(Beginning of Records for processing)

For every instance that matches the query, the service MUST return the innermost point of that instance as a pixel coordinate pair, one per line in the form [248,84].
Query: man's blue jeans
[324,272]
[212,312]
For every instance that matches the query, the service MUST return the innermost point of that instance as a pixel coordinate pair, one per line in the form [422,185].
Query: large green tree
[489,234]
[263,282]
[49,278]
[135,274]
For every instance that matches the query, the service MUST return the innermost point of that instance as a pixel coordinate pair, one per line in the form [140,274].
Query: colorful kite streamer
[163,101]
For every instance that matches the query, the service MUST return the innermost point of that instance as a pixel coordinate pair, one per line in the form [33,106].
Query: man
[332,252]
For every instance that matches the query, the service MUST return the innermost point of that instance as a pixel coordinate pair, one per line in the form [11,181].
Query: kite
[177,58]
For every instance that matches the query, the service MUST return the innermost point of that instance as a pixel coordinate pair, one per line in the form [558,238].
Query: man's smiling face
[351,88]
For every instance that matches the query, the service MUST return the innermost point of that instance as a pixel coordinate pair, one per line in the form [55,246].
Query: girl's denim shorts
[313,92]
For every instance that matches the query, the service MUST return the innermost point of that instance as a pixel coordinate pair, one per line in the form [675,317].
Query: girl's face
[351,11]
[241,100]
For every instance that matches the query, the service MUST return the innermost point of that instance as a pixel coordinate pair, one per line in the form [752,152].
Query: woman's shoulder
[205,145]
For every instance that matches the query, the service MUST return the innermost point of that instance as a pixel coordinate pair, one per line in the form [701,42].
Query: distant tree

(End of Records for processing)

● **Exercise prompt**
Please retype, without any change, the line containing "Query: kite" and every line after it to the end of the entries above, and only those.

● **Expected answer**
Query: kite
[177,58]
For every instance that matches the query, the service MUST return the innermost point of that instance as a pixel coordinate pair, one per line in the form [558,238].
Query: man's smiling face
[351,88]
For every instance that matches the query, the service MUST return the innermost point of that instance as a pixel coordinate pair, one per line in the form [55,246].
Query: girl's denim shorts
[313,92]
For every instance that matches the query, the service MUST return the innermost point of that instance as a pixel coordinate pair, one per line in the form [675,317].
Query: girl's face
[351,11]
[241,100]
For every instance that matches the query, the service MUST return the innermost point of that instance as a pixel coordinate pair, one per line in the form [752,152].
Query: woman's shoulder
[205,145]
For every instance that matches the query, the service MUST return the innermost point of that instance as a pixel coordinate pair, one per line in the form [701,42].
Query: distant tree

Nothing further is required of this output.